(begin)
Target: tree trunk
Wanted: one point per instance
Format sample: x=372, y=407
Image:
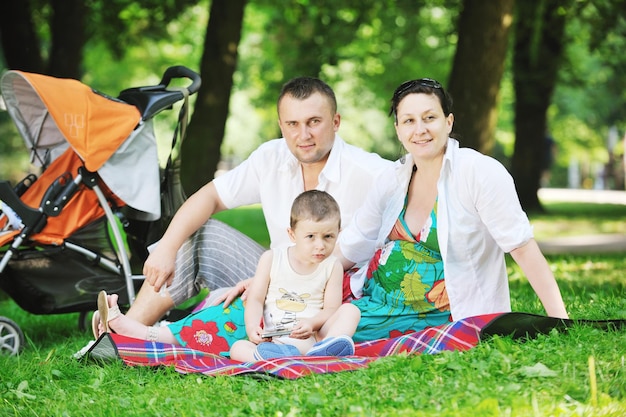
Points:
x=201, y=149
x=21, y=46
x=537, y=56
x=19, y=40
x=474, y=84
x=68, y=38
(end)
▶ [GIVEN TASK]: Copy out the records above line for line, omitting the pictures.

▶ [COMPLETED TASK]:
Target: tree trunk
Wanted: one point per instance
Format sample: x=372, y=407
Image:
Points:
x=201, y=149
x=21, y=46
x=537, y=56
x=19, y=40
x=474, y=84
x=68, y=38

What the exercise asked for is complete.